BEGIN Record excerpts

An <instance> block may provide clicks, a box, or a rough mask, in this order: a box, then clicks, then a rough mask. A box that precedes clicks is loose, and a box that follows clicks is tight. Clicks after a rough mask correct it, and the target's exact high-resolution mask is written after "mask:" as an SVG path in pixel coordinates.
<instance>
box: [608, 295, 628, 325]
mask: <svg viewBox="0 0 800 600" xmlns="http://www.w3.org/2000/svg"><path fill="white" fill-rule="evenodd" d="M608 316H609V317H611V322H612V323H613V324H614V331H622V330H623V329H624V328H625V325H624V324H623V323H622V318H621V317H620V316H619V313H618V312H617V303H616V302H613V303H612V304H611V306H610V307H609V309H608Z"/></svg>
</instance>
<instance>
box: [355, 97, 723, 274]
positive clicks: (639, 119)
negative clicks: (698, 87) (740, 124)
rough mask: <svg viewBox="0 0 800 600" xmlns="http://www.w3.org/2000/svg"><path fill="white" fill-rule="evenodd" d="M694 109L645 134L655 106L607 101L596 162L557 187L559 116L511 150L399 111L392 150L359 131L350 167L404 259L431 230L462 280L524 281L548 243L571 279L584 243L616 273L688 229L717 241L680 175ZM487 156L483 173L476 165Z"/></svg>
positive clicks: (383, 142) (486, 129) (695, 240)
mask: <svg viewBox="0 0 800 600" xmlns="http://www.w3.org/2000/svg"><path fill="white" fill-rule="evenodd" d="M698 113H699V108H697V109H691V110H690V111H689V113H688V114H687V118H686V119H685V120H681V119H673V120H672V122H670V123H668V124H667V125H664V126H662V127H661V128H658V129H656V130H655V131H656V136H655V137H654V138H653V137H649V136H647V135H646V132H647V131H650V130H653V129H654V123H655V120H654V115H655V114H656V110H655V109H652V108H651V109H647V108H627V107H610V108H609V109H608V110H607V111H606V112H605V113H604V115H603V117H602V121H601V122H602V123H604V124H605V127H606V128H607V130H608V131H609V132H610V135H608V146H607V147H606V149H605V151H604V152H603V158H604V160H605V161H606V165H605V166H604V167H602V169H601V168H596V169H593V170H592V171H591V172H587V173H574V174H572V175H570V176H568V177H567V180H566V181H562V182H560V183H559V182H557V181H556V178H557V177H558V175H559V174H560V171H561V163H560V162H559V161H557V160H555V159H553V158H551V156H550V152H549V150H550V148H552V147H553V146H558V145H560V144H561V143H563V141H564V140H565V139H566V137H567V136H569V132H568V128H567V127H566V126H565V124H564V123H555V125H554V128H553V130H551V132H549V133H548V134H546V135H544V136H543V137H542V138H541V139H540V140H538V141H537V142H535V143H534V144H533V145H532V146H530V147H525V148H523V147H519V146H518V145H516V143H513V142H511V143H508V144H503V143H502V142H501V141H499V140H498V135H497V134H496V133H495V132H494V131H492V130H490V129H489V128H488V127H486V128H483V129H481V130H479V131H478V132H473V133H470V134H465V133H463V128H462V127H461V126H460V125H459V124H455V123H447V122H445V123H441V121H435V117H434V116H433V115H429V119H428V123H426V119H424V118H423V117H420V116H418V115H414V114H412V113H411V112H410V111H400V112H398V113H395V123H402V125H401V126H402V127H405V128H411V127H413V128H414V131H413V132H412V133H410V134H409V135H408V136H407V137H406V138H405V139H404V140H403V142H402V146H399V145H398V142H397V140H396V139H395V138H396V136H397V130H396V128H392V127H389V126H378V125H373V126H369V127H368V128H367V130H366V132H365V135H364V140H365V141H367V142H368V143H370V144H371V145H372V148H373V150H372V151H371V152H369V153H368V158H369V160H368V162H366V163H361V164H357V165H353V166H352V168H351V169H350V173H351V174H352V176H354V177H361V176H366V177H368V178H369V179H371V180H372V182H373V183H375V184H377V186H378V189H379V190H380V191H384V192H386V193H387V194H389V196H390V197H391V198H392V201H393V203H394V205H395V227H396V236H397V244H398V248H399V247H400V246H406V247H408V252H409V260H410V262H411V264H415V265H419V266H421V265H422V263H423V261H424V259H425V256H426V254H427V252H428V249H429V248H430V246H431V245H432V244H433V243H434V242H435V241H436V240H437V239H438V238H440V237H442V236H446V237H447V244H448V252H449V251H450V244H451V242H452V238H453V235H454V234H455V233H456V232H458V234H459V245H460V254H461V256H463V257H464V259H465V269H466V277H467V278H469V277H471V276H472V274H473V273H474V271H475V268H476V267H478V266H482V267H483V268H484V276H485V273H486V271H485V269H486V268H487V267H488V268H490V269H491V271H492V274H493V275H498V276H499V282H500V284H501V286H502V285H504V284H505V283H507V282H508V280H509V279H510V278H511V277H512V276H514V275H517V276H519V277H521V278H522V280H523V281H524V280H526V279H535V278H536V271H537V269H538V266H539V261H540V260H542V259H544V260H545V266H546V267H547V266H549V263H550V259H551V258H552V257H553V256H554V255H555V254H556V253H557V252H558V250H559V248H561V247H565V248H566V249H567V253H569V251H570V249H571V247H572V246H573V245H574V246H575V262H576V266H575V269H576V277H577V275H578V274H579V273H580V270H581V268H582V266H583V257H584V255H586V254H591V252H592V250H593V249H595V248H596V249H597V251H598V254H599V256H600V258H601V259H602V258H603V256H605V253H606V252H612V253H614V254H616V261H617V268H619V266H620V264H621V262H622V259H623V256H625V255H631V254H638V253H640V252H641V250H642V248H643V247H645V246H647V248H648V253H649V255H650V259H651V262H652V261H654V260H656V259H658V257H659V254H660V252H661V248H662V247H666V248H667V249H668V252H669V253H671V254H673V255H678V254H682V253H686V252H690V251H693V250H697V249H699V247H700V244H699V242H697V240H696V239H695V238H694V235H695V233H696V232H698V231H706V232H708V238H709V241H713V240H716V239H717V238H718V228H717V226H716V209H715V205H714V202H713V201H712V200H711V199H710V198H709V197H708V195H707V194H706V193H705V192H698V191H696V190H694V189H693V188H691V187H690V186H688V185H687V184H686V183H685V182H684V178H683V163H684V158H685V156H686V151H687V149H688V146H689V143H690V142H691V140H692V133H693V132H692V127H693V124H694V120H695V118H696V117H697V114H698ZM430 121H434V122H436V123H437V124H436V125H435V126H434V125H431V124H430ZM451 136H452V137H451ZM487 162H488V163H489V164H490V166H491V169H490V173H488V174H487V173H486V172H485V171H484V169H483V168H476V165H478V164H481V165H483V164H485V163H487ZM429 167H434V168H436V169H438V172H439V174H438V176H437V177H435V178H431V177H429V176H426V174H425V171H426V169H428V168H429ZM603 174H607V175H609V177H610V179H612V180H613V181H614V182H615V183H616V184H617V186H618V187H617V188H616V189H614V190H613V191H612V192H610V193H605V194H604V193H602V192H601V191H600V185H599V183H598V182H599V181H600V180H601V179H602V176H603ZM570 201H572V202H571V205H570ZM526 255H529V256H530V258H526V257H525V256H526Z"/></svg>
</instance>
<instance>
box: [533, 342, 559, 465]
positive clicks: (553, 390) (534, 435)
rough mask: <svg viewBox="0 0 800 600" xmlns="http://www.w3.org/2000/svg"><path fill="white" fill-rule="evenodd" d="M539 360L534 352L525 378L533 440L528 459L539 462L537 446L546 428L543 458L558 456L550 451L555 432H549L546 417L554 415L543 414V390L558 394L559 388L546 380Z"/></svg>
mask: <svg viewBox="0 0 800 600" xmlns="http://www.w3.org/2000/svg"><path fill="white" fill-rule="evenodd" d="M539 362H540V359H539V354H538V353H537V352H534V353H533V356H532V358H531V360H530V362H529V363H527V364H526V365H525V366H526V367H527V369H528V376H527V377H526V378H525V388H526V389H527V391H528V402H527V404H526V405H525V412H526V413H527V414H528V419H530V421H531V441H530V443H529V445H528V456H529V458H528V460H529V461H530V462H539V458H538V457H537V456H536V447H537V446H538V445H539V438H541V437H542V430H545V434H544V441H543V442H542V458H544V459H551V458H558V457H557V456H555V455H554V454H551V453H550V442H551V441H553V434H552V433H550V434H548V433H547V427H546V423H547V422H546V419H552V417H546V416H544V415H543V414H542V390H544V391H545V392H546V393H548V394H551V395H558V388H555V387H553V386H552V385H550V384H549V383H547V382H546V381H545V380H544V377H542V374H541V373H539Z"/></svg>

END Record excerpts

Find where the line with "positive clicks: (639, 119)" sits in the material above, then copy exactly from it through the line with "109L645 134L655 106L607". Add no other line.

=== Output for this exercise ===
positive clicks: (639, 119)
negative clicks: (698, 87) (740, 124)
rough mask: <svg viewBox="0 0 800 600" xmlns="http://www.w3.org/2000/svg"><path fill="white" fill-rule="evenodd" d="M694 109L645 134L655 106L607 101L596 162L557 187L559 116L511 150L399 111L392 150L359 131L350 167L404 259L431 230L462 280L524 281L548 243L571 279L584 243L616 273L688 229L717 241L680 175ZM487 156L483 173L476 165Z"/></svg>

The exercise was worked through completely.